ACTIVIDAD:
Responde, por favor, estas preguntas sobre el fragmento, con las respuestas numeradas igual y una por línea:
1. ¿Qué llevan colgando del cuello algunas de esas multitudes?
2. ¿Qué tienen en la mano, en muchos casos, quienes piden cuidar o lavar coches?
3. ¿Qué invaden con sus mesas los dueños de los restaurantes?

FRAGMENTO DEL DOCUMENTO:
------------------------------------------------------------
En todas las tristes ciudades del tercer planeta, en los márgenes del trabajo considerado «decente», sobreviven multitudes que el Estado tolera a regañadientes, a las que persigue y desaloja periódicamente y a veces, como en el citado proyecto del 2017, intenta formalizar y someter al sistema tributario, multitudes que pregonan y ofrecen, en las más precarias condiciones, todo tipo de servicios y bienes, multitudes que suben a los colectivos a cantar, tambaleándose, sin recompensa ni aplauso, multitudes con bandejas de chicles colgando del cuello, multitudes con canastos de chipa a cuestas, multitudes con folletos de homeopatía y relojes de contrabando en telas extendidas en el suelo, multitudes tratando de vender lo que sea, de hacer lo que sea, multitudes a pie, en triciclos, en carros, en camionetas, a pleno sol y en medio de las tinieblas. Y entre esas multitudes hay ejércitos enteros que no tienen nada que vender más que su cuerpo y su fuerza de trabajo, y que claman desesperadamente por venderla, en muchos casos con un trapo de limpiavidrios en la mano, pidiendo que les dejen cuidar o lavar coches. Y cuando hasta eso es rechazado –y al rechazo, en brutal paradoja, se le suma el agravio–, ¿de qué hablaremos sino de empujar a la muerte? Hay infinitas formas de matar, aunque a pocas se las llame asesinatos. Y sin embargo siguen de pie, luchando, cientos, miles y millones, multitudes en todas las esquinas y plazas y semáforos.
Son los sobrevivientes. Los trabajadores de la calle. No sus dueños, como se los presenta. Sus dueños son los dueños de los bares que cierran las arterias para recaudar mejor en sus eventos y fiestas al amparo de las autoridades que reparten los permisos y las condenas, los dueños de los restaurantes que invaden con sus mesas las veredas apoyados por sus amigos del gobierno con medidas municipales, los dueños de los coches estacionados frente a esos bares y esos restaurantes, aunque los cuidacoches «extorsionen» a toda esta pobre clientela.
------------------------------------------------------------
DATOS DEL EJERCICIO:
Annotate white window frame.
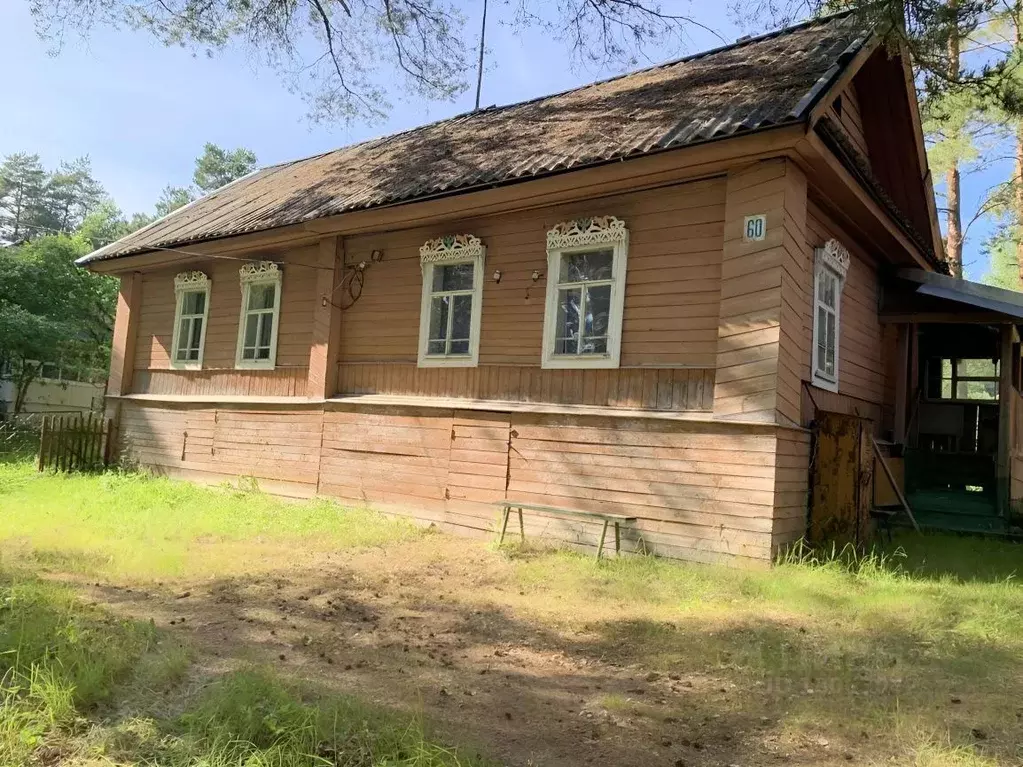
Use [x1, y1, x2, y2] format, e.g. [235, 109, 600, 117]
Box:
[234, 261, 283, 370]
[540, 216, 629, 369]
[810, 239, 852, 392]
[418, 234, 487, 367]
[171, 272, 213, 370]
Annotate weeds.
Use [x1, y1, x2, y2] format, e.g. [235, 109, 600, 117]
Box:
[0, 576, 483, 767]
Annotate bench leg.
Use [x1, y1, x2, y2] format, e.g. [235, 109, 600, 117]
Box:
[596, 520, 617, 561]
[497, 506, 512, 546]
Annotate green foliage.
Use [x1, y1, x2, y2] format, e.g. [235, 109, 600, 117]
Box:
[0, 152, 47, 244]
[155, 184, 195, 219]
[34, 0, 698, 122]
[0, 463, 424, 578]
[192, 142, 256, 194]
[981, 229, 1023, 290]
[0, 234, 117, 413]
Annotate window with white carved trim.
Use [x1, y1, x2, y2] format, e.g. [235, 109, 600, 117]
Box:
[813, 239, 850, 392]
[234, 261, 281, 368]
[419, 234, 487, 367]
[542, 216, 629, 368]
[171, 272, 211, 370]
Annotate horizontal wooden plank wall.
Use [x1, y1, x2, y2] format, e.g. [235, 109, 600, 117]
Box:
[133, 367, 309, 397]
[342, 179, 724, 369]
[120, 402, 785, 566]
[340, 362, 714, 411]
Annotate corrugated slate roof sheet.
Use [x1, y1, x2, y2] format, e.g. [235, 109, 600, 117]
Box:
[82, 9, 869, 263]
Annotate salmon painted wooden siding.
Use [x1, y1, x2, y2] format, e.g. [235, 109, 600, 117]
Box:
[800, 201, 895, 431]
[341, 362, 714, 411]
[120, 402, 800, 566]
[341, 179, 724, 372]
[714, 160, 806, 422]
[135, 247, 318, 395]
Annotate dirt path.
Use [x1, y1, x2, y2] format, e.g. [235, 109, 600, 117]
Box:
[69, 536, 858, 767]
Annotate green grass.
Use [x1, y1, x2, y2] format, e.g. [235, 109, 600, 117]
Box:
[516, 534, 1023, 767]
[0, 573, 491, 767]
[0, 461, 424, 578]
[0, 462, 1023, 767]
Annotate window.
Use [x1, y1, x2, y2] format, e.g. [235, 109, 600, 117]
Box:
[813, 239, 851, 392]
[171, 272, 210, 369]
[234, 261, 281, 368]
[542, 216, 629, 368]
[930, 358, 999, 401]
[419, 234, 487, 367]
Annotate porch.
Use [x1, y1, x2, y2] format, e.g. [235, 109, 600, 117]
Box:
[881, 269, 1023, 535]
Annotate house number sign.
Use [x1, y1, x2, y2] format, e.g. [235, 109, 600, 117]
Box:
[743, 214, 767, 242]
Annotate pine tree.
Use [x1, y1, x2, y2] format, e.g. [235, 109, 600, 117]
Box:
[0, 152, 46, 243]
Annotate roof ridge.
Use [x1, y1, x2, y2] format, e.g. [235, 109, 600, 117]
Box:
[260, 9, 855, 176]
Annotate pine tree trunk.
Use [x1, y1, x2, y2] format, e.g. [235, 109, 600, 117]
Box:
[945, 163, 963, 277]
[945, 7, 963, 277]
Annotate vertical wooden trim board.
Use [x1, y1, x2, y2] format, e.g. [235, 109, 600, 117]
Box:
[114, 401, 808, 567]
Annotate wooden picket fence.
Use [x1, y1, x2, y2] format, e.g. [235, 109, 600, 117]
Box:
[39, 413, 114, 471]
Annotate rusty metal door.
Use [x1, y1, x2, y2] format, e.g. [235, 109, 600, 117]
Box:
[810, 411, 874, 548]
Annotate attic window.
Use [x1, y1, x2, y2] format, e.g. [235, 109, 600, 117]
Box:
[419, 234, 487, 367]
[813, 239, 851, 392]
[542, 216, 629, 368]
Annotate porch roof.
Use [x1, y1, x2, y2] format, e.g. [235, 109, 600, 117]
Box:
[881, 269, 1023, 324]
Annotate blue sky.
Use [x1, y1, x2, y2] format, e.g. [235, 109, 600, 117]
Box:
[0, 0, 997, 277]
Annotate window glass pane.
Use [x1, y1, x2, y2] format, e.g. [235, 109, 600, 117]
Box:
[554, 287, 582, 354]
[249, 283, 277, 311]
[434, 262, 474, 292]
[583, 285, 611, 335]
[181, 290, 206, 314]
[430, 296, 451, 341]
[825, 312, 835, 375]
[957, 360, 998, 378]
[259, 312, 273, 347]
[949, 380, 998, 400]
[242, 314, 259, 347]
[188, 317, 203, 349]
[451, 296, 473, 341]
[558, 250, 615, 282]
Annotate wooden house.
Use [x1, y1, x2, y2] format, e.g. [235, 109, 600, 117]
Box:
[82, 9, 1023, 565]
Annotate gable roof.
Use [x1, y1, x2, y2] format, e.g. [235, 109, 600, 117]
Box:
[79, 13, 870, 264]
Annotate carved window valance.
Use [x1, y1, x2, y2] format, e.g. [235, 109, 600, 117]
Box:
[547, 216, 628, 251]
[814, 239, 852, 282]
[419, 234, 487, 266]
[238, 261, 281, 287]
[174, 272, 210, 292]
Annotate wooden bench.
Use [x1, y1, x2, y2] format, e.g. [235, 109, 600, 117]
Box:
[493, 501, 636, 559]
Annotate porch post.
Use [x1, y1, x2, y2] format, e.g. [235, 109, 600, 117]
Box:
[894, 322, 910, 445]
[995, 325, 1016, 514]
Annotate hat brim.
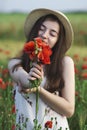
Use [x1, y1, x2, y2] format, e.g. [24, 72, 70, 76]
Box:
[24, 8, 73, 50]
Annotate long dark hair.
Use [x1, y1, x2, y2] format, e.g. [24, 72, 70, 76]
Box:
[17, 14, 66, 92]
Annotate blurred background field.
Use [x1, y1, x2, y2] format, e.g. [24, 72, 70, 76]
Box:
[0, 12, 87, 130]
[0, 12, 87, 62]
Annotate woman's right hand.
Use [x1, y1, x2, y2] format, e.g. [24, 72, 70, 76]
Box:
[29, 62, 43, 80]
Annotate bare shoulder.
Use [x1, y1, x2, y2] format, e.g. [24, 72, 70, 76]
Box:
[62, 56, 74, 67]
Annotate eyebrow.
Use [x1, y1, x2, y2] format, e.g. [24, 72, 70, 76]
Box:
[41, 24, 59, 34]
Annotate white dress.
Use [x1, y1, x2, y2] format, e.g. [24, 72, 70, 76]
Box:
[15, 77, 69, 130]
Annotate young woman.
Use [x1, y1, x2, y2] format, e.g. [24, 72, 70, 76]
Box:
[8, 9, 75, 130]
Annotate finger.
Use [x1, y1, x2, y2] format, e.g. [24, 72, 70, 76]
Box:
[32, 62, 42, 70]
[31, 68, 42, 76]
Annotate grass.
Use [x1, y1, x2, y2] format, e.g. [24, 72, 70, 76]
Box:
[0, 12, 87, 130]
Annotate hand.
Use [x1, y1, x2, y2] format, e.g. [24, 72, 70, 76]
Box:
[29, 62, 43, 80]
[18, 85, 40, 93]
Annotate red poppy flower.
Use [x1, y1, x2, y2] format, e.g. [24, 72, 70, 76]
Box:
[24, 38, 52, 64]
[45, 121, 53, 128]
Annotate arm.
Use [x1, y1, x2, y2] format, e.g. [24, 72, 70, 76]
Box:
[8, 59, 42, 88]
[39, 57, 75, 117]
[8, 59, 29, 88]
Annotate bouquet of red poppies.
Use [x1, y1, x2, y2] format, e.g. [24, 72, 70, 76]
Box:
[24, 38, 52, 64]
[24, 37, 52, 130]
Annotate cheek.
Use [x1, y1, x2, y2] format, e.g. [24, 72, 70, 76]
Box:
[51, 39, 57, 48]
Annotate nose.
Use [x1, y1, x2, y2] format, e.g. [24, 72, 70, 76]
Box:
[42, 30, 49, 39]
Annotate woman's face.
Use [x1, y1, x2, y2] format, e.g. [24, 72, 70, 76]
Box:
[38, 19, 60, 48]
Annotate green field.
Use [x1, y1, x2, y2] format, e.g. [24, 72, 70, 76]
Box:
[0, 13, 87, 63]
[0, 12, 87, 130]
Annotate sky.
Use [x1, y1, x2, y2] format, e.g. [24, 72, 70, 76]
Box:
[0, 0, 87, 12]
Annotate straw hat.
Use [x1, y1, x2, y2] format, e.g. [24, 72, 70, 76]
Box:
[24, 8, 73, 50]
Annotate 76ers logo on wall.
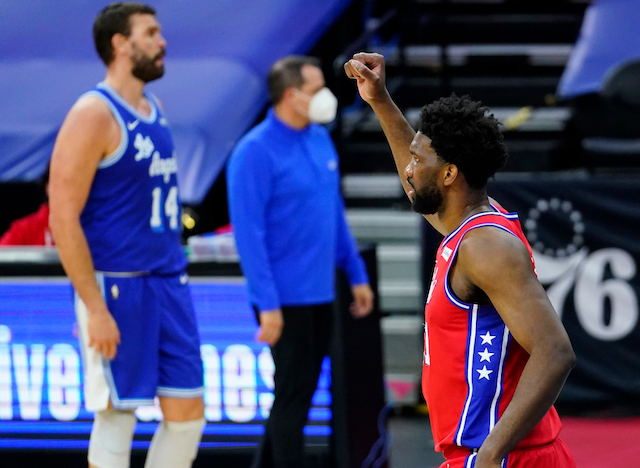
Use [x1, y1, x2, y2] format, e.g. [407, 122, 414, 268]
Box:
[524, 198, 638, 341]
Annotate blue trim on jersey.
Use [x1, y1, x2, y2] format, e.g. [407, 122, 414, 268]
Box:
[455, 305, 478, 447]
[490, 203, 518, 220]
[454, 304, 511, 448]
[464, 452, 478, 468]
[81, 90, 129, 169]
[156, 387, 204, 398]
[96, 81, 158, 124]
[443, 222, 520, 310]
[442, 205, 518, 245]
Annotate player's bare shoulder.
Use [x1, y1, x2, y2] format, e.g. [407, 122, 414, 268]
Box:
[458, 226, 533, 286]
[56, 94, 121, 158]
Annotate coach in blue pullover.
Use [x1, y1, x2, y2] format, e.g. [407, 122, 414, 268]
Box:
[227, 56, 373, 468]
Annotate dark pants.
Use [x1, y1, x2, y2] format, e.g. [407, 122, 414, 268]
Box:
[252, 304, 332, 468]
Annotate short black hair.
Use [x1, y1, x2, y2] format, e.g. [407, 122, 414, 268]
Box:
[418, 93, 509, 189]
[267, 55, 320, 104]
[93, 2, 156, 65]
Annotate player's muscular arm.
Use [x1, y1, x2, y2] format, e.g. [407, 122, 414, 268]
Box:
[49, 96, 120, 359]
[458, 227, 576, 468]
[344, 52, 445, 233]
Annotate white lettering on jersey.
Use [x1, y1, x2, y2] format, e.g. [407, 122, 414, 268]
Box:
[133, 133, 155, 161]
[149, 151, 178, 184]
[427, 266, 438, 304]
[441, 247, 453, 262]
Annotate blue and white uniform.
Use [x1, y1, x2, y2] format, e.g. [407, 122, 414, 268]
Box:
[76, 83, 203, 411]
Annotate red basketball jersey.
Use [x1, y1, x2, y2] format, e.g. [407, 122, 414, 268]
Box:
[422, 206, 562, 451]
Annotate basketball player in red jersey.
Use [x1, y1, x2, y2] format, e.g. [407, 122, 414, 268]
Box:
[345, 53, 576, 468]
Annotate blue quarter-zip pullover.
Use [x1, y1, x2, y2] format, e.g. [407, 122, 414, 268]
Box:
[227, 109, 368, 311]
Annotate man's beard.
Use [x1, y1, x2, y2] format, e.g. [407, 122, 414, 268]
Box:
------------------------------------------------------------
RESPUESTA:
1. Bandejas de chicles.
2. Un trapo de limpiavidrios.
3. Las veredas.